Extract provided:
I haven’t been around as much as I would like to be. But I promise there’s only a good reason for that: not very serious but moderate enough morning sickness. While I’m lucky enough to not have extreme morning sickness, I have to admit that every day can be a bit of a struggle to function as a normal human being. I’m a “suck it up, buttercup” type of girl, so I do my best. I’ve managed to make it through my work day without too much of an issue, mostly thanks to medications. But once I’m home, it’s hard to do anything aside from trying to get comfortable on the couch or attempt sleep.
It’s exciting though, because my husband and I had always agreed upon 3 kids. That was our number. That was our goal. 3 seems like a good number. Plus, apparently I have 1 kid every 10 years, which is a hilarious thing to think about. When my husband first brought up his wish for another one, I was scared. I’m now 38. That’s an “elderly” or “geriatric” pregnancy. Would I even successfully get pregnant? If I do, what complications would I suffer from? It was scary, but this was also something I really wanted. And I knew I had the best partner by my side through this process.
I had given up after some time of trying. It wasn’t going to happen, I thought. I forgot about it. Until I started to just not feel right and decided maybe I should take a test. I had stopped tracking dates but realized I didn’t know how late I was. It happened. I was so excited that I woke my husband up at what he would deem an obscenely early time. It was 5 a.m. He wasn’t mad. He was excited. 3 tests a day a part later, we started the plan. I chose a new doctor. The next few weeks were getting doctor appointments setup, scheduling viability ultrasounds and blood tests. Explaining that I’ve never had morning sickness but I thought losing nearly 10 pounds wasn’t great. (Turns out, it wasn’t bad since I was slightly overweight, so it wasn’t too big of a deal.) Then having them prescribe medicines that would help. It still feel like death, but at least now I can eat a little more.

Entries supplied:
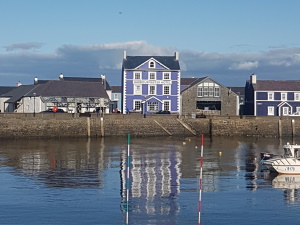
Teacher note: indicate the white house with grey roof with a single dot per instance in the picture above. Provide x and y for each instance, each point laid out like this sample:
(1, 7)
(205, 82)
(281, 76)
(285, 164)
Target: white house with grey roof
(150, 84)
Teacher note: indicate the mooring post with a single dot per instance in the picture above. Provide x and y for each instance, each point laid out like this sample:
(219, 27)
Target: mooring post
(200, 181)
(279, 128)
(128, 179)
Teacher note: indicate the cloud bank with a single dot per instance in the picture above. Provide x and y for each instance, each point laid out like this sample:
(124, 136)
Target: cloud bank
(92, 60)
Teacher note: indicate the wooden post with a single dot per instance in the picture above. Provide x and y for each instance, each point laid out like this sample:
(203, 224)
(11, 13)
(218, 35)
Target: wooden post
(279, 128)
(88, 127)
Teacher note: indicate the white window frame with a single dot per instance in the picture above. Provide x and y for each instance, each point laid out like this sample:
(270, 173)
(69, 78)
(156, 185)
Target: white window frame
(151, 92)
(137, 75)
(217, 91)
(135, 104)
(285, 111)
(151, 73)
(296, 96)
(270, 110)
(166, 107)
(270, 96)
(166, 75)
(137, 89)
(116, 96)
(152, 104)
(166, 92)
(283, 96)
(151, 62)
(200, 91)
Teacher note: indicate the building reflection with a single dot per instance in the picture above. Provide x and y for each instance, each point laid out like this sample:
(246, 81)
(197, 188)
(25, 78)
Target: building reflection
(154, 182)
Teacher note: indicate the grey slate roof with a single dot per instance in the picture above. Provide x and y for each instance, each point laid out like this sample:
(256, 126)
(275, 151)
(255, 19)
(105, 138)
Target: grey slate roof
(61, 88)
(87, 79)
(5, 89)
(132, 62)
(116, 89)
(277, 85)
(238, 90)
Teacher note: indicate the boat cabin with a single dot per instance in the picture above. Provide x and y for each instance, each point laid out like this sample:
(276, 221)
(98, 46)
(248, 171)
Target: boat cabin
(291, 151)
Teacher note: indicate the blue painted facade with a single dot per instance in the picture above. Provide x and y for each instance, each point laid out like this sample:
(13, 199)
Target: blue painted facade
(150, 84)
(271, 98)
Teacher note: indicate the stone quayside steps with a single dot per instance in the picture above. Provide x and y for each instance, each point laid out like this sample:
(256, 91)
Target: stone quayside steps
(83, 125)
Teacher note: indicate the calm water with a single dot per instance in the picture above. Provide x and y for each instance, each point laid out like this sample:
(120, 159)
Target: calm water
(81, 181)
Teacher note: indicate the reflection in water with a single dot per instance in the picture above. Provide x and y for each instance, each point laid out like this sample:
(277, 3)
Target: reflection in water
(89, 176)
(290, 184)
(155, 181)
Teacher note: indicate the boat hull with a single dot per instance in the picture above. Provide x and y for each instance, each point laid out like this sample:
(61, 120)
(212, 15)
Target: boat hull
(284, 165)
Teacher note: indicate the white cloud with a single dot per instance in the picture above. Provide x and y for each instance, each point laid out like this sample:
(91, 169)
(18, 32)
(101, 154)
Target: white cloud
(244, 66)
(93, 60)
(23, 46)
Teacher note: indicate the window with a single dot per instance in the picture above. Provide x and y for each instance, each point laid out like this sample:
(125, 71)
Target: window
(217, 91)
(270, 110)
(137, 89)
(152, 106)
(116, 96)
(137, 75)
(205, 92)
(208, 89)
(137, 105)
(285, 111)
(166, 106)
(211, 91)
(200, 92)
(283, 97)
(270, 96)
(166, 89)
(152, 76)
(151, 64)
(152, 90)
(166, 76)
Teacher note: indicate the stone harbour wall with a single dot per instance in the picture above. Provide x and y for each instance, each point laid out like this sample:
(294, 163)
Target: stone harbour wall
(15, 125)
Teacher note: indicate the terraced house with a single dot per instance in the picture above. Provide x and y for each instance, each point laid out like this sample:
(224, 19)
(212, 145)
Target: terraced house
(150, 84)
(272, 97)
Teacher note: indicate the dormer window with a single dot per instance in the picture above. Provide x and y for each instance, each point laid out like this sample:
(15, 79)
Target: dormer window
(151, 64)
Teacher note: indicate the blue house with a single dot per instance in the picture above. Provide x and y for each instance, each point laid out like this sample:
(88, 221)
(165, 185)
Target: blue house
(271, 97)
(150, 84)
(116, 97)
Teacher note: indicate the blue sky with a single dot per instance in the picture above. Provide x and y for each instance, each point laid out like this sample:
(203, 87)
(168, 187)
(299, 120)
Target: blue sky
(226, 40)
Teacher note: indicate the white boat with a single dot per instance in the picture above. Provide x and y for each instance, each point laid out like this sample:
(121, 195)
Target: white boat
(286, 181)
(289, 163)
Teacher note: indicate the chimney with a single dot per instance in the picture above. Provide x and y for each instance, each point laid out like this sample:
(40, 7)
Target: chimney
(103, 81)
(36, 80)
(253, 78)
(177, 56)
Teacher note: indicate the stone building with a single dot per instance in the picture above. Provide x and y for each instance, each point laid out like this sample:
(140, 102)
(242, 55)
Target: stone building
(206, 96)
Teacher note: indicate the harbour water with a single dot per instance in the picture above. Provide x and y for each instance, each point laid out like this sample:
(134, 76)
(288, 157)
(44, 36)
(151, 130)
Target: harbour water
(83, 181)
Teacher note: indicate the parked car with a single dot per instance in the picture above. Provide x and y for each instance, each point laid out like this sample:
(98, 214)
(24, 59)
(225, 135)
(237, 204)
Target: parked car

Work instruction: Continue the first-person account of a pregnancy at 38 and its morning sickness from where it stops, picking up right after its last sentence.

Written response:
The baby was healthy. My blood work was great. I got the Panorama blood test due to my age and risk of chromosomal disorders, which gave this extra benefit of finding out the gender before the 20 week ultrasound. My husband and I hoped for a girl, since we already have 2 boys. But we really didn’t care as much as long as it was healthy. My OB asked me what I thought it was. I told her that I thought it was a girl. Not because that’s what my hope was, but because this pregnancy had been so different so far. With both of the boys, I was exhausted all of the time. I just wanted to eat and sleep. I had no energy. This time, I felt like I had a flu that I just couldn’t shake. She said that she always thought that if the pregnancy felt different, it’s probably because it was and agreed that I might be right. Turns out… I was.
We’re in the second trimester now. 14 weeks. Anything can happen still, but I’m hopeful. We bought our first onesies and footie set for her. We won’t buy anything else for her for a while, just in case. But she is so loved already. She’s the only granddaughter for my parents, which makes it especially exciting for them. But all I can do is follow the doctor’s orders and hope that things work out.
That’s what’s so odd about pregnancy. It’s makes you feel so powerful and so powerless. You can’t really control when it happens. It happens when/if it’s meant to. You can’t control if the pregnancy goes full-term or if you have a miscarriage. Sometimes, things just happen even if you did everything right. But, it’s so powerful knowing that you are creating a life. But you feel so powerless if something goes wrong. I’m trying to stay positive. That this is something that is falling into place and show that good things are coming. I feel such joy and hope, that I’m worried it will come crashing down. But I just have to keep telling myself that what will happen, will happen. I just have to trust the journey.